- [Exercise aim]
Please swap "keypoint" for "marker" everywhere in the lines below, leaving everything else unchanged.

(Dataset excerpts on pointing at objects)
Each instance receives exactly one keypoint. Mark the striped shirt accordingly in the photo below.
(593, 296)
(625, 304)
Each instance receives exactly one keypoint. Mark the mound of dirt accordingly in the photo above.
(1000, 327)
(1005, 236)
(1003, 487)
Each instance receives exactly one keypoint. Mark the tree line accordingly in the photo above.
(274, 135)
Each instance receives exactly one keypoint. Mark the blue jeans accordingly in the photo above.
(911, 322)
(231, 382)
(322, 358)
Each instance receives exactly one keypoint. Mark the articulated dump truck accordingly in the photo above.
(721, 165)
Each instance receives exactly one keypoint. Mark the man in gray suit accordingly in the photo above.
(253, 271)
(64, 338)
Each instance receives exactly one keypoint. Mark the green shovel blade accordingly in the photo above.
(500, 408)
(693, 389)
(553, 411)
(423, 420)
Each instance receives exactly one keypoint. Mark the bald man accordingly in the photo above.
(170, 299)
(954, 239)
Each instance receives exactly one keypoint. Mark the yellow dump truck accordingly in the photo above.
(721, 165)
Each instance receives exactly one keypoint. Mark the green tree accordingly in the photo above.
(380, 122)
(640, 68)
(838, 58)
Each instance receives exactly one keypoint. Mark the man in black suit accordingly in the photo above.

- [Solution to this task]
Each instance receives exactly one marker. Mark the striped shirt accordingly in the photo below.
(593, 296)
(625, 304)
Each instance receives exactly one marker. Mark the mound of dirt accordingly in the photo above.
(1000, 327)
(1005, 236)
(1003, 487)
Each instance receives exactly one marker. Mark the tree line accordingly in the photo above.
(274, 135)
Each instance receives exactly one marker. Mark the blue jeans accordingly in the photo above.
(911, 322)
(231, 382)
(322, 358)
Each instance receives exactly one marker. Mark the articulated dump truck accordingly in the photo above.
(721, 165)
Each instance receives exactly one marker. Mark the man in gray suit accordingly in the photo above.
(253, 271)
(64, 338)
Each instance receives exactly one marker. Mark the green shovel blade accordingly in the photo above.
(500, 408)
(693, 389)
(553, 411)
(423, 420)
Each instance receives exactly one marker. Mark the bald man accordingly in the photo above.
(170, 299)
(954, 239)
Each instance receives exactly one marker. Mark the yellow dump truck accordingly in the photo above.
(721, 165)
Each instance receives exactly one marker. Mark the green tree accordingly in the photo above.
(380, 122)
(640, 68)
(838, 58)
Each instance receives exactly one marker. Mark the man in black suit accordingly in the photo above.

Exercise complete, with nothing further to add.